● Aim of the exercise
Transcribe the listing in full, excluding any pictures.

● Supplied records
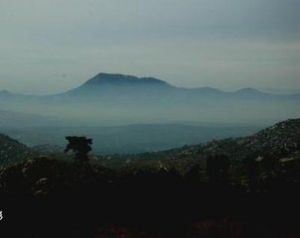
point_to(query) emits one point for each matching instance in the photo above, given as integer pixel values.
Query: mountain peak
(122, 80)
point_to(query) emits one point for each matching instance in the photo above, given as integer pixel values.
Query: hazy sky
(51, 45)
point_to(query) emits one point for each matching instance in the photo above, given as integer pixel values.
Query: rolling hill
(116, 99)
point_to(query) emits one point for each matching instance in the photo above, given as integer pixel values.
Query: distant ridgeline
(116, 99)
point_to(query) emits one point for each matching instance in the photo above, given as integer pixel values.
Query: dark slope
(281, 141)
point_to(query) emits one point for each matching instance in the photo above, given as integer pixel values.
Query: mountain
(12, 151)
(104, 83)
(116, 99)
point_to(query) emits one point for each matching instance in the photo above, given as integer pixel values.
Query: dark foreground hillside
(225, 197)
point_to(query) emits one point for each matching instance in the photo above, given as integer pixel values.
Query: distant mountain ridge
(116, 99)
(105, 80)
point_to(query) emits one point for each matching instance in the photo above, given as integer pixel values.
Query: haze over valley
(126, 114)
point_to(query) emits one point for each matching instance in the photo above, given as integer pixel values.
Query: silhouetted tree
(80, 145)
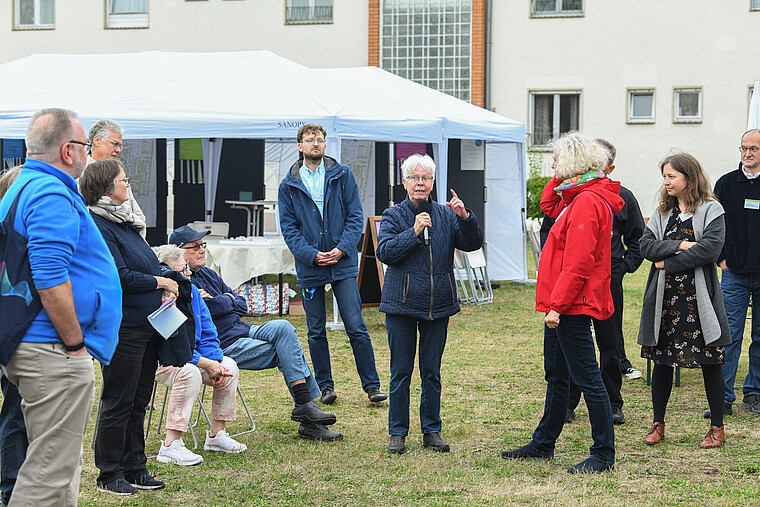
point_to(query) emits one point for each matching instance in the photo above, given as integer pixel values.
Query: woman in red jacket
(574, 287)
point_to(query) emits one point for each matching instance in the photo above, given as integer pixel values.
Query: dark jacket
(307, 233)
(740, 251)
(419, 281)
(225, 306)
(137, 266)
(574, 272)
(627, 228)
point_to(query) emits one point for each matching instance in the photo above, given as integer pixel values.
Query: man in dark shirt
(739, 193)
(272, 344)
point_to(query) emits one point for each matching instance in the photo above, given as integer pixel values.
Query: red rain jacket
(574, 270)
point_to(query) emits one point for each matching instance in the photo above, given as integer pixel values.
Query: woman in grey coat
(683, 321)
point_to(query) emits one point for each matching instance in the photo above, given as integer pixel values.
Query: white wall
(211, 25)
(648, 43)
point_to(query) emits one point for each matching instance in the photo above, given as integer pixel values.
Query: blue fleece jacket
(307, 232)
(224, 306)
(65, 245)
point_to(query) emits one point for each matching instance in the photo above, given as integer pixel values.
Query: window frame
(637, 120)
(17, 12)
(127, 20)
(556, 112)
(677, 90)
(311, 21)
(557, 13)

● Reply to the exercise
point_to(query) emits one point for each matching instance in the photo above, given as integer pixel values.
Query: mountain peak
(122, 80)
point_to(query) emits one point for each matching instance in the photo above, given as integer pixel values.
Query: hazy sky
(51, 45)
point_to(query) emits one point for each matching instance in the photo above, given as integer pixel values.
Query: rolling hill
(116, 99)
point_to(query) emits one point for each matching instance in the photo above, given as integer pixel values.
Query: distant ridgeline
(116, 99)
point_to(query) emits one point for each matching instance in the photo above, given as integer pixel values.
Query: dark slope
(281, 141)
point_to(query) emits one point for each matching instance in the photo above, given as integer pixel values.
Query: mountain
(12, 151)
(104, 83)
(116, 99)
point_to(query) emits one point for each matching instance in the photo above, given as integer pixel values.
Query: dark foreground hillside
(225, 197)
point_to(query) emits one point for each matching instance in the photo above, given as integer pixel values.
Query: distant mountain ridge
(116, 99)
(105, 80)
point_to(query) emits one point for each matching instance in the photo above, given as integer pixel values.
Query: haze over valley
(126, 114)
point_to(query) emits one point for each matching instance in the photo above, given as integer pixel values.
Query: silhouetted tree
(80, 145)
point_to(query) emits one point for each matching instance in the photo above, given as integer pixel values.
Query: woman in red jacket
(574, 287)
point_to(query) emits one point for each matching instance in the photo above, given as integer pixel values.
Query: dark jacket
(307, 233)
(740, 251)
(419, 281)
(225, 306)
(137, 266)
(574, 272)
(627, 228)
point_to(query) emits one point for each matching instance in the photo above, given as integer pixel values.
Query: man in dark shirt
(739, 193)
(272, 344)
point_to(query) emits one point for each matching instance in the photo above, given as integer pixel values.
Query: red rain jacket
(574, 270)
point_to(query) emits one point for each matching instance in the photo above, given as integer pixel values.
Query: woman in grey coat
(683, 321)
point_to(query) emits one point for each matching instance in the photo above, given as integer pixel values.
Query: white wall
(211, 25)
(648, 43)
point_to(query) emits one point for each matching instance in the photo above, given as integer pixel values.
Query: blue fleece jacket
(307, 232)
(224, 306)
(65, 245)
point_to(query) emits one point for each matching instance in the photo above, given as integer pixel values.
Query: window frame
(637, 120)
(17, 12)
(127, 20)
(556, 112)
(677, 90)
(311, 21)
(557, 13)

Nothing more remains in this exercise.